> [Activity]:
Transcribe, without alteration, the line that includes "Where can the man be" and each line after it until the records end, omitting all that precede it.

------ The records ------

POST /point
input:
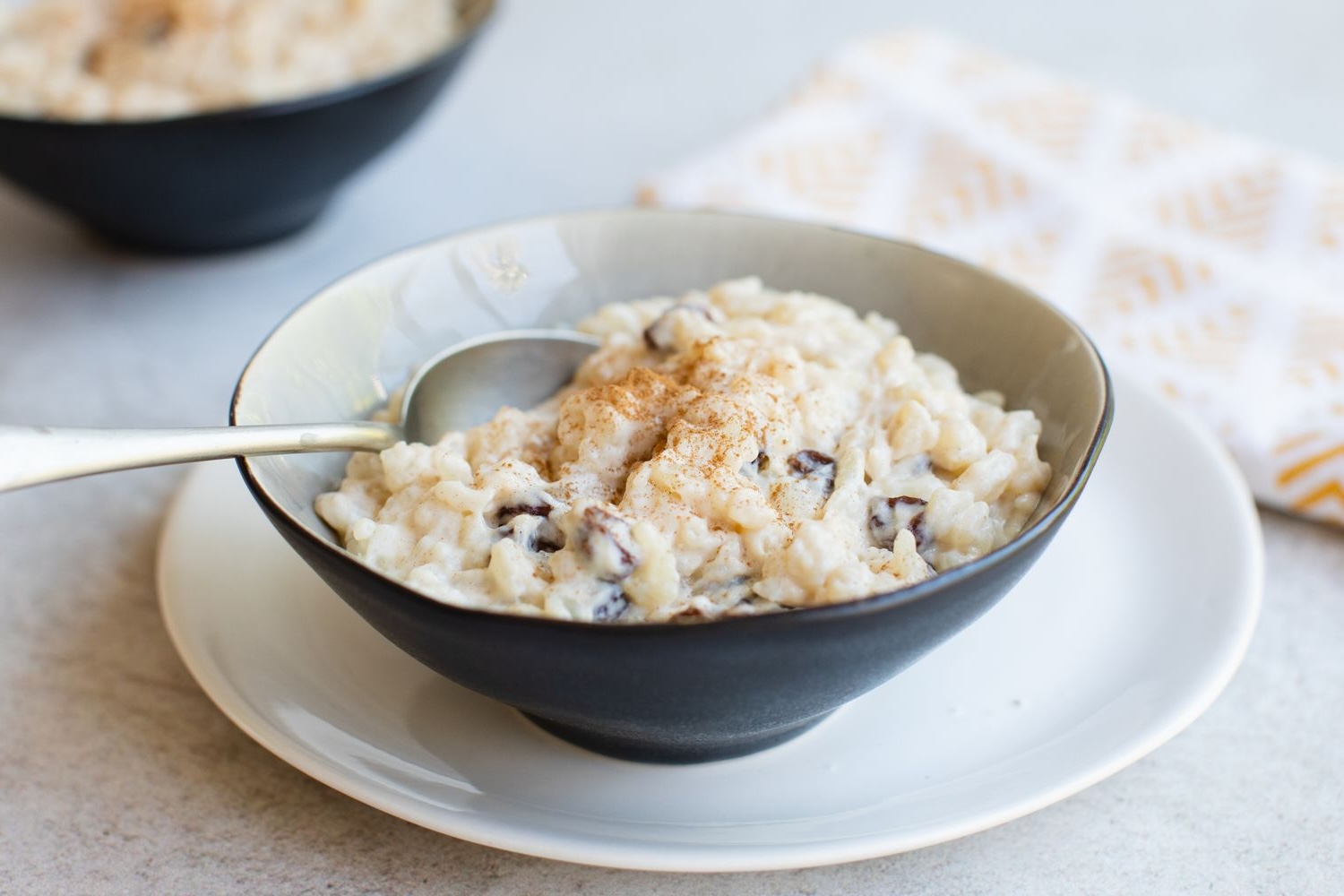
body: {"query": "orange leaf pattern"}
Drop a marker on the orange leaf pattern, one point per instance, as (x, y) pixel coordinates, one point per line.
(1206, 263)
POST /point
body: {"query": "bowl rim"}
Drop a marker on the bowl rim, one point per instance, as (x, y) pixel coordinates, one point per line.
(472, 16)
(1040, 528)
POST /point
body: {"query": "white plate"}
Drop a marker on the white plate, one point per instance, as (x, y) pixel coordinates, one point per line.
(1120, 637)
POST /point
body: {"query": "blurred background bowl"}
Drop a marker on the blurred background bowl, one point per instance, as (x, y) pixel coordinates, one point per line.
(226, 179)
(663, 692)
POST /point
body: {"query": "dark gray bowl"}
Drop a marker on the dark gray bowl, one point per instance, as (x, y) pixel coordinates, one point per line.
(658, 692)
(228, 179)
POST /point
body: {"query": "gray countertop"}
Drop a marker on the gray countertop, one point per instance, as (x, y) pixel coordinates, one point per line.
(117, 774)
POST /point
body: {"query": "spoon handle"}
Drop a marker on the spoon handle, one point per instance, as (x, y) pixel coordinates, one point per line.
(34, 454)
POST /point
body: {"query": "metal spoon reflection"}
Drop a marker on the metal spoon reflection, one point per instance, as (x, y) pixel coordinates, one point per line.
(461, 386)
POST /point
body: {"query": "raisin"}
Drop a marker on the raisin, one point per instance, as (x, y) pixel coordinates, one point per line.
(814, 466)
(612, 608)
(523, 508)
(658, 336)
(889, 516)
(607, 544)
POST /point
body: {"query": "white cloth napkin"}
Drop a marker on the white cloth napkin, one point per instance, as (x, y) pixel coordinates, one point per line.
(1209, 263)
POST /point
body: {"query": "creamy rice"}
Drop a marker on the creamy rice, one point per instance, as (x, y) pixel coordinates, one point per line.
(728, 452)
(136, 59)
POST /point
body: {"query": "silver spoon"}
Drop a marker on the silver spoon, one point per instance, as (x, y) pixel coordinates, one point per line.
(461, 386)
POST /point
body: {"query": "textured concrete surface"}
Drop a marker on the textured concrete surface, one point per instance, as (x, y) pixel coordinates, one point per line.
(118, 775)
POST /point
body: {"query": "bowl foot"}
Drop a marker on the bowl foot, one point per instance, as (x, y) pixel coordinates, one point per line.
(680, 753)
(215, 236)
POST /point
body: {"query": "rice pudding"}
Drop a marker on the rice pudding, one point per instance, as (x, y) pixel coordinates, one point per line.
(731, 452)
(144, 59)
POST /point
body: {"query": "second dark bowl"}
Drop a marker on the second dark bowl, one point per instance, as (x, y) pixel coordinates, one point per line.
(228, 179)
(663, 692)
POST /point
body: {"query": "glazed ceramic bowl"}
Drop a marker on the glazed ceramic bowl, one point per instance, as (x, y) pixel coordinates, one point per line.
(663, 692)
(228, 179)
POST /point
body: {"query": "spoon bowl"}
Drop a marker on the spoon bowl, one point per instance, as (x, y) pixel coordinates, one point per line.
(468, 383)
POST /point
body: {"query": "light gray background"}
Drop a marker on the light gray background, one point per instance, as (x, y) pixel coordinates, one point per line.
(117, 774)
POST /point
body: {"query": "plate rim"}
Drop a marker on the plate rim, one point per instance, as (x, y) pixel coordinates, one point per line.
(659, 857)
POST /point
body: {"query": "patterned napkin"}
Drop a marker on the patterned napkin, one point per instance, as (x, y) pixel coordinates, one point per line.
(1209, 263)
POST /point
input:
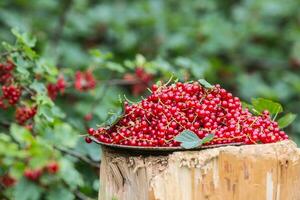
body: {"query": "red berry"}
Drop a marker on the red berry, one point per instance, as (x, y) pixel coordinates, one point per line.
(88, 140)
(33, 174)
(84, 80)
(88, 117)
(7, 180)
(52, 167)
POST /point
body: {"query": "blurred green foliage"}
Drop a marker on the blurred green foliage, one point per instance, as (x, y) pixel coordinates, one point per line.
(251, 48)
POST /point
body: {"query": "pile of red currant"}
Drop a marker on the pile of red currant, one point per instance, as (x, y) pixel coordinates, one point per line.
(84, 80)
(169, 110)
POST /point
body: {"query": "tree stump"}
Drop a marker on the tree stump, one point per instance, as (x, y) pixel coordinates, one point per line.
(254, 172)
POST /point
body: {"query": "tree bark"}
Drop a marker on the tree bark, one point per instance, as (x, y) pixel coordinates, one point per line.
(254, 172)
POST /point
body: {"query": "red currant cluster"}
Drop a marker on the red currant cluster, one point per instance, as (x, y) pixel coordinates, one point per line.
(10, 94)
(23, 114)
(84, 80)
(7, 180)
(55, 88)
(169, 110)
(142, 79)
(6, 72)
(35, 174)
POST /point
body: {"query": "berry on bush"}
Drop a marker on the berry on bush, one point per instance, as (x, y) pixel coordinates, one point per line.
(33, 174)
(11, 94)
(7, 180)
(23, 114)
(55, 88)
(169, 110)
(84, 80)
(52, 167)
(6, 72)
(142, 78)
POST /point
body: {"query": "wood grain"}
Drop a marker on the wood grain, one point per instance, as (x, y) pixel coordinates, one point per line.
(250, 172)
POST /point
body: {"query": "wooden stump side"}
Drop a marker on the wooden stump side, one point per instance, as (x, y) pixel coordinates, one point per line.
(254, 172)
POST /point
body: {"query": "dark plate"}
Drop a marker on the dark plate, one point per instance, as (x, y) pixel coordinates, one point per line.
(125, 147)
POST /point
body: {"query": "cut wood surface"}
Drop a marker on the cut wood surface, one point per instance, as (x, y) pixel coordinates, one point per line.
(254, 172)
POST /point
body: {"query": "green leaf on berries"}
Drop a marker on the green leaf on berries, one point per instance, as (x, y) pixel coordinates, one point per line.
(286, 120)
(205, 84)
(188, 139)
(261, 104)
(115, 118)
(207, 138)
(27, 190)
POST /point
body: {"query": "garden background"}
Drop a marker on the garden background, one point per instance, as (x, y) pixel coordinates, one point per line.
(116, 48)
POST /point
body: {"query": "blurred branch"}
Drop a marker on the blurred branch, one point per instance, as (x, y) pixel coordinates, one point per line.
(79, 156)
(81, 196)
(2, 195)
(61, 22)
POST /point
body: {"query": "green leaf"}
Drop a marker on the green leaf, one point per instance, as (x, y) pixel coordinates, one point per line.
(261, 104)
(59, 192)
(286, 120)
(205, 84)
(115, 117)
(188, 139)
(27, 190)
(207, 138)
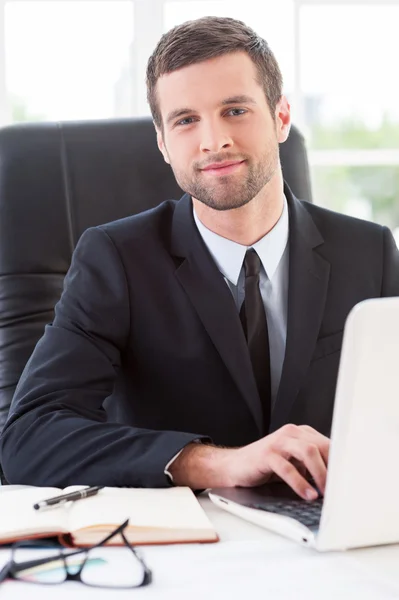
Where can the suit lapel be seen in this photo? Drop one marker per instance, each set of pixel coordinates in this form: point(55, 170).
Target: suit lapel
point(214, 303)
point(308, 282)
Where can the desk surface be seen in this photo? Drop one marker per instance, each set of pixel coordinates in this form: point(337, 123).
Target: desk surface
point(248, 562)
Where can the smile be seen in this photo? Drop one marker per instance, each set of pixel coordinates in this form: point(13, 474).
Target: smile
point(219, 171)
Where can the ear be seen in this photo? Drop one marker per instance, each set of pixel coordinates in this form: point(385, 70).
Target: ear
point(161, 146)
point(283, 119)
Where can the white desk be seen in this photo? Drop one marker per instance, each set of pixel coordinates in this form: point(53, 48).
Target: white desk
point(248, 562)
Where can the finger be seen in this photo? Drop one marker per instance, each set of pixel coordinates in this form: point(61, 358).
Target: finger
point(288, 473)
point(300, 467)
point(322, 441)
point(310, 456)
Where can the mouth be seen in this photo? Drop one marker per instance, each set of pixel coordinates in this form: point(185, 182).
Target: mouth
point(223, 169)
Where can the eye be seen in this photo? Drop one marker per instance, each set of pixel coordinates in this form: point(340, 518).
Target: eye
point(238, 111)
point(185, 121)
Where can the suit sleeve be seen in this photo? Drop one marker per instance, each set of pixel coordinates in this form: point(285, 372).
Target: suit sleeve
point(390, 276)
point(57, 432)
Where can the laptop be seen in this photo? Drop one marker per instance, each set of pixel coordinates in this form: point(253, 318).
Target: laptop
point(361, 502)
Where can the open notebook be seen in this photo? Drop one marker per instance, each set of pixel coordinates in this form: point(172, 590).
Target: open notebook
point(156, 516)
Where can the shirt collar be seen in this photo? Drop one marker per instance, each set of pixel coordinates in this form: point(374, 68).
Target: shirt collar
point(229, 255)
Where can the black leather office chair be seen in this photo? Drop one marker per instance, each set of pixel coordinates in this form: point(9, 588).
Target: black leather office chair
point(58, 179)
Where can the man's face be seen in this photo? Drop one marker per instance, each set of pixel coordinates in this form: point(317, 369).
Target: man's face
point(216, 113)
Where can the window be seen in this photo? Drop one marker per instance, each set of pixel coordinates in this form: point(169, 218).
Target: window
point(67, 60)
point(78, 59)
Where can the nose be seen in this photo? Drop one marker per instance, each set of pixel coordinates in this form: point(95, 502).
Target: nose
point(214, 137)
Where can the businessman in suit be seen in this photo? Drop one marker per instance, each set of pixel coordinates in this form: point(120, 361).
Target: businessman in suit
point(198, 343)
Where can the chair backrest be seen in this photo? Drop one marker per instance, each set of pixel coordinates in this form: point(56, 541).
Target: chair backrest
point(58, 179)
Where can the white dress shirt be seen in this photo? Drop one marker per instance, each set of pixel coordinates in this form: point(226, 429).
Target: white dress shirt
point(273, 252)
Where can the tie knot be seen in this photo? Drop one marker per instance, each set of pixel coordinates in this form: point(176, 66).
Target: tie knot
point(251, 263)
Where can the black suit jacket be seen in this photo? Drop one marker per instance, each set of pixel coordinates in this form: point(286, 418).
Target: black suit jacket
point(146, 351)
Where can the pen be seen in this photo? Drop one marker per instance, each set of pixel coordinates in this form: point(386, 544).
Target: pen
point(71, 497)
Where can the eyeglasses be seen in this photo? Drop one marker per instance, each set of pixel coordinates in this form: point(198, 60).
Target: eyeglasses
point(117, 568)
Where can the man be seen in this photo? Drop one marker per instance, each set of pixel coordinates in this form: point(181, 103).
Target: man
point(216, 319)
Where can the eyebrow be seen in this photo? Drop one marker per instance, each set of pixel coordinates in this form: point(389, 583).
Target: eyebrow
point(240, 99)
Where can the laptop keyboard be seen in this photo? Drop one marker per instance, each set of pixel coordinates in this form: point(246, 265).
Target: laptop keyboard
point(307, 513)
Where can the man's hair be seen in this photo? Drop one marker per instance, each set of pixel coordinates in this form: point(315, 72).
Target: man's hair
point(201, 39)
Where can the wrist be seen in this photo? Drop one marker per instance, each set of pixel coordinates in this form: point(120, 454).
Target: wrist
point(202, 466)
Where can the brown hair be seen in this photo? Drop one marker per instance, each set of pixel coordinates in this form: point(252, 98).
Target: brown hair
point(201, 39)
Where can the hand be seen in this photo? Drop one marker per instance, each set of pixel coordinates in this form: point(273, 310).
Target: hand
point(287, 453)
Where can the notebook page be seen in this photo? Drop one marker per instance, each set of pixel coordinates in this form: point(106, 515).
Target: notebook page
point(161, 507)
point(19, 518)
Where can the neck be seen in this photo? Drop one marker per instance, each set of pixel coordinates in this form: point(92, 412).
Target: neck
point(247, 224)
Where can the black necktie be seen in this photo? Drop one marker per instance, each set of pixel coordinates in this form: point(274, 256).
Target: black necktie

------

> [Output]:
Where can the man be seen in this photo? Drop one marker per instance, each set of pixel coordinates in this form: point(181, 103).
Target: man
point(216, 319)
Where can the eyebrow be seen in this photo? Drop one marker per instance, each set of pixel coordinates in this form: point(389, 583).
Target: eyebrow
point(240, 99)
Where can the laptop keyboard be seen in this photo? Drop one marker per instance, each set of pixel coordinates in this form: point(246, 265).
Target: laptop keyboard
point(307, 513)
Where can the man's hair be seen in this photo? Drop one marker per instance, each set of pixel coordinates in this form: point(315, 72).
Target: man's hair
point(201, 39)
Where can the wrist be seen in this photo? Drop one marker per instance, each set of pixel coordinates in this form: point(120, 454).
Target: wrist
point(202, 466)
Where can the brown hair be seen in this photo? Drop one marker per instance, each set of pixel coordinates in this form: point(252, 98).
Target: brown hair
point(201, 39)
Where can the hand be seen in this photo? Drop one marker per instance, each set of pixel coordinates in this form: point(273, 310).
Target: hand
point(287, 453)
Where can the notebook page be seen in this photo? Drop one marker per instance, each set of pixel coordinates in this form: point(106, 515).
Target: notebook page
point(161, 507)
point(19, 518)
Where can the neck be seen in this photo? Drop one marker per instance, each set of pixel coordinates in this form: point(92, 412).
Target: neck
point(247, 224)
Where can the black necktie be seen in this photo? Drop one marker per instance, each set of pixel coordinates in this form: point(274, 256).
Target: black necktie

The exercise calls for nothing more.